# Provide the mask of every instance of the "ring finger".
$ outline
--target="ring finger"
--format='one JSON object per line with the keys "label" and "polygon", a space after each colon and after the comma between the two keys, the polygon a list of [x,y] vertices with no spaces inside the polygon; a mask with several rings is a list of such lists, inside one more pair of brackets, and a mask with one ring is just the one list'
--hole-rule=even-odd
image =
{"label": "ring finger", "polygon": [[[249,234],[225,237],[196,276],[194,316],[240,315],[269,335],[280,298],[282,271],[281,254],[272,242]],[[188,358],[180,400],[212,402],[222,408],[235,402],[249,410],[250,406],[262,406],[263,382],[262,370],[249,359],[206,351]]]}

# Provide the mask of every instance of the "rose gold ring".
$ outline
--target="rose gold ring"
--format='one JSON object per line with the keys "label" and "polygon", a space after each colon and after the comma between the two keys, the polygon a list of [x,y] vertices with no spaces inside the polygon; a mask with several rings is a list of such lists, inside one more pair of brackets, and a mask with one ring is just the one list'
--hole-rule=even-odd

- **AIM OF THE EXERCISE**
Reproduce every line of the entries above, requests included, but scale each polygon coordinate in the answers by 1.3 and round it to a whole number, with halves rounding up.

- **EXPECTED OUTPUT**
# Provide the mask of every instance of the "ring finger".
$ outline
--target="ring finger"
--format='one JSON object per line with the keys "label" and "polygon", a space after each colon and after the comma between the two keys, the polygon a list of [x,y] vertices with no spaces inside the polygon; a mask with several rings is a list of such lists, inside one more pair of brackets, and a mask with one ring is just the one list'
--hole-rule=even-odd
image =
{"label": "ring finger", "polygon": [[[324,304],[293,308],[255,359],[252,411],[312,410],[350,436],[364,387],[367,352],[365,330],[354,315]],[[244,465],[234,520],[276,523],[289,530],[306,523],[324,533],[325,528],[341,528],[342,497],[341,481],[324,467],[268,456]]]}

# Provide the mask of every instance of the "rose gold ring".
$ outline
--target="rose gold ring"
--format='one JSON object per line with the keys "label" and "polygon", a space after each colon and after the comma between the two keys, the polygon a list of [x,y] vertices with no spaces inside the polygon; a mask with several rings is a list of such lists, inside one more pair of brackets, and a mask with one ring is just the one list'
--hole-rule=even-odd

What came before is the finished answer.